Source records
◇ ◇ ◇ ◇

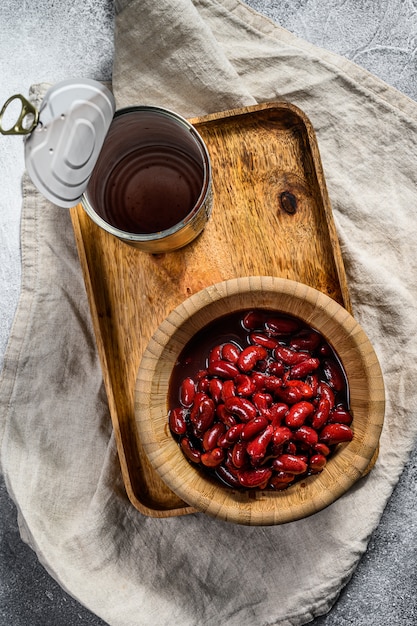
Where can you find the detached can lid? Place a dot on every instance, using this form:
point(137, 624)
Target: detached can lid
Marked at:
point(62, 150)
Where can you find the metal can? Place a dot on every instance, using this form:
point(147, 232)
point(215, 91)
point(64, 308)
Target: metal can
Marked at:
point(141, 173)
point(151, 186)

◇ ◇ ◇ ◇

Output every line of the records above as a JSON list of strings, one string per line, with blank lines and picture lines omitted.

### REPLY TO THE EXERCISE
[
  "Where can you find the detached can lid? Place a dot on every instance, using this form:",
  "point(137, 624)",
  "Target: detached can lid",
  "Marked at:",
  "point(62, 150)",
  "Where can you find the metal can? Place a dot on every instance, using this form:",
  "point(147, 232)",
  "point(215, 91)",
  "point(64, 308)",
  "Target: metal can",
  "Marked at:",
  "point(141, 173)",
  "point(151, 186)"
]